> _EXERCISE DIRECTIONS_: Pull out each line of the records that contains the string "head", matching case exactly.

Start of DATA TO USE

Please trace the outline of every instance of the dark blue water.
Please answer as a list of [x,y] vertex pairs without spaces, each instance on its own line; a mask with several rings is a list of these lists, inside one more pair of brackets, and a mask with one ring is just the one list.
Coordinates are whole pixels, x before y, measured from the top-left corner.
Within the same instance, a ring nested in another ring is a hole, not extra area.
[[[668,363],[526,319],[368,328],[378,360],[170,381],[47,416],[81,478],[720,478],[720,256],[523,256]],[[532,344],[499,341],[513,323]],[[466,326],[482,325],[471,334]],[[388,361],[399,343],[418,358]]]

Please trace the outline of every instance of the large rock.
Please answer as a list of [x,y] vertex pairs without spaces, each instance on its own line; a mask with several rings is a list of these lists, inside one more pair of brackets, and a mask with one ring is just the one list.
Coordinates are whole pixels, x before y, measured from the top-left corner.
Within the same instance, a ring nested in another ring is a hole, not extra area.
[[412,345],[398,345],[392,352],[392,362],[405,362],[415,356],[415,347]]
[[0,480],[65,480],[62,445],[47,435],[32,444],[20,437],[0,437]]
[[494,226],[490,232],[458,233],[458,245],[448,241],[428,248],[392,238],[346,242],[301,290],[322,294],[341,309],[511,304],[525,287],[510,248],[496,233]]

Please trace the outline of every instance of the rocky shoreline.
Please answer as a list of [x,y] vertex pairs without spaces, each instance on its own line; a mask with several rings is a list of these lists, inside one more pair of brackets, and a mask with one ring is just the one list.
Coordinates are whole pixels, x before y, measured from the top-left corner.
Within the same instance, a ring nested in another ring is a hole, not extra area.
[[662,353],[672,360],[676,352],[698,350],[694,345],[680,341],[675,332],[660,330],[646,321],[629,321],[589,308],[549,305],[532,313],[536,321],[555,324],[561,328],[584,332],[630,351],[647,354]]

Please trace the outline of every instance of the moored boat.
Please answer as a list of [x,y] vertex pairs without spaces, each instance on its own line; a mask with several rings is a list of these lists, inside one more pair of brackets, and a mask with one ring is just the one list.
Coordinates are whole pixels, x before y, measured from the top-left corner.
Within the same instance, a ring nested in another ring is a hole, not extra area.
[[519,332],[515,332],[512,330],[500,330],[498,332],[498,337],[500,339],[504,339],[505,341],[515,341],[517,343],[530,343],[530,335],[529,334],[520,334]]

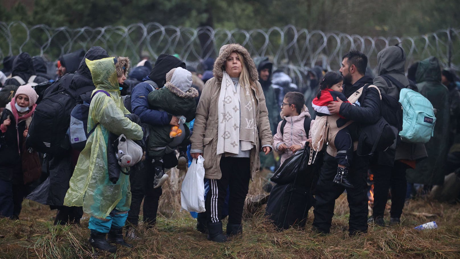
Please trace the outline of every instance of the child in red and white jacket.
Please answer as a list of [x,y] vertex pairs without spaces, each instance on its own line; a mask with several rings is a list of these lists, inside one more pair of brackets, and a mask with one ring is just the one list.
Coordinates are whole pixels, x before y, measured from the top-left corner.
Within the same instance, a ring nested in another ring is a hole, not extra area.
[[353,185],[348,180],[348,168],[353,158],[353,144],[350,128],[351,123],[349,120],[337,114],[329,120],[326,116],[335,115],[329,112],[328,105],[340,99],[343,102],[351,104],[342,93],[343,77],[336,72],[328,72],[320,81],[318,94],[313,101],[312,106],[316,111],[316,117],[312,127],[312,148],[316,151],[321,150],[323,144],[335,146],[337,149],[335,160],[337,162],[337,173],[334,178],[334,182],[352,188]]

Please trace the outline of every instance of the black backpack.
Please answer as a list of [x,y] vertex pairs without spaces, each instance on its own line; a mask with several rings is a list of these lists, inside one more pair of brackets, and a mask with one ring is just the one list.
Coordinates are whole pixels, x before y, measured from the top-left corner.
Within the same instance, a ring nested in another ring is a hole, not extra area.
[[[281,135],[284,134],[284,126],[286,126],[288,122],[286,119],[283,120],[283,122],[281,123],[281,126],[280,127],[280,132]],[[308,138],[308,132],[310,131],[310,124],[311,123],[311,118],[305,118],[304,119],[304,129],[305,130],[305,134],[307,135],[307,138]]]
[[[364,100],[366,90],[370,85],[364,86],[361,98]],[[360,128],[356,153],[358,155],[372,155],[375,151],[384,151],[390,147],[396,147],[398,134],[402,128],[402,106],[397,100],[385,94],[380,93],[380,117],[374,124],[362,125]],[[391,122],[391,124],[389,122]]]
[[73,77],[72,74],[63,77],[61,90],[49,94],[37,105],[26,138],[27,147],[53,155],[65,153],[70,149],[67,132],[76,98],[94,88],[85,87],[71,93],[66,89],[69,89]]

End of DATA TO USE
Start of DATA TO USE

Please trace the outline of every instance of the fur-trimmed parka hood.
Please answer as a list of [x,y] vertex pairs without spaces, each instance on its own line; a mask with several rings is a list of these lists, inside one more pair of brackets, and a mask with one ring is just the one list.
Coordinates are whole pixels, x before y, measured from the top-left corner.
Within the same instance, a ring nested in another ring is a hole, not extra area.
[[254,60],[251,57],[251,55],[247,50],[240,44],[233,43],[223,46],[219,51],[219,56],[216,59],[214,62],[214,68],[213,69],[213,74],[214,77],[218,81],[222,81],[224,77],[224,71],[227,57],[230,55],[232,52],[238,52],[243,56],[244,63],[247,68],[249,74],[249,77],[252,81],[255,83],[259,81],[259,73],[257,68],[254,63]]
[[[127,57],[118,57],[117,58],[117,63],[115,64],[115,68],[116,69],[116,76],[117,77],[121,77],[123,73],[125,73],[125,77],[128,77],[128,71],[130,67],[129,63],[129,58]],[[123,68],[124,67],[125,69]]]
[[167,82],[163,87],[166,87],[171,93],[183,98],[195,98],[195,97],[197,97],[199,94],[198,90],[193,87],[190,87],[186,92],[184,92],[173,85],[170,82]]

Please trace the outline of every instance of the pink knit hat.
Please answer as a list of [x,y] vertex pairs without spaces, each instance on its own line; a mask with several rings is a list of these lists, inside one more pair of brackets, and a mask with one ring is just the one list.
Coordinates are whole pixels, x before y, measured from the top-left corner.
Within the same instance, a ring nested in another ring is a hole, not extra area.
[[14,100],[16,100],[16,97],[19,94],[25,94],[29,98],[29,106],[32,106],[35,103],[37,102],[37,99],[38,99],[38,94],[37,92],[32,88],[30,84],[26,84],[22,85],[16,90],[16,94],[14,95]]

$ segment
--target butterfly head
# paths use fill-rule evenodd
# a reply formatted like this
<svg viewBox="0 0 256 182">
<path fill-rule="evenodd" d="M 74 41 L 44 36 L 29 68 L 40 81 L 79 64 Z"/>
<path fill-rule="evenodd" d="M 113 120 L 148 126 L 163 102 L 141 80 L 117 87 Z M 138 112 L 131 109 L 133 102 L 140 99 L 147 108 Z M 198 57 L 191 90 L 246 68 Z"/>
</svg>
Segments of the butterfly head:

End of DATA TO USE
Start of DATA TO USE

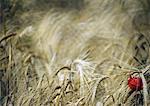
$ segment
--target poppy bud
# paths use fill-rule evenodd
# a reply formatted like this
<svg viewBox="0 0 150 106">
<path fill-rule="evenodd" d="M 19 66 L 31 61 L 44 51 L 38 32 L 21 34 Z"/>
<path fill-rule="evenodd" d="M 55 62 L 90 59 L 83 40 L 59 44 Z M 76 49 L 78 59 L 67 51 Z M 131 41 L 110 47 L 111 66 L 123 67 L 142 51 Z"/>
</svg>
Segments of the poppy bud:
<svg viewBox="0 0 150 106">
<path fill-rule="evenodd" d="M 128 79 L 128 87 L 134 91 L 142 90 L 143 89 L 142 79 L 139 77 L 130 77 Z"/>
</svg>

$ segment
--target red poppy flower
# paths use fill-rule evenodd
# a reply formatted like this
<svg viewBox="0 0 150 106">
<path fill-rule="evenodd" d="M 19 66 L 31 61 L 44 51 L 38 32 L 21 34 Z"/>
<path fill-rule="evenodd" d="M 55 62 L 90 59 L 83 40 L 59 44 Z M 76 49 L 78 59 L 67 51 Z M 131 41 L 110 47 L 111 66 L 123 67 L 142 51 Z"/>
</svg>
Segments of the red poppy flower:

End of DATA TO USE

> _ANSWER FOR THE TASK_:
--target butterfly head
Segments of the butterfly head:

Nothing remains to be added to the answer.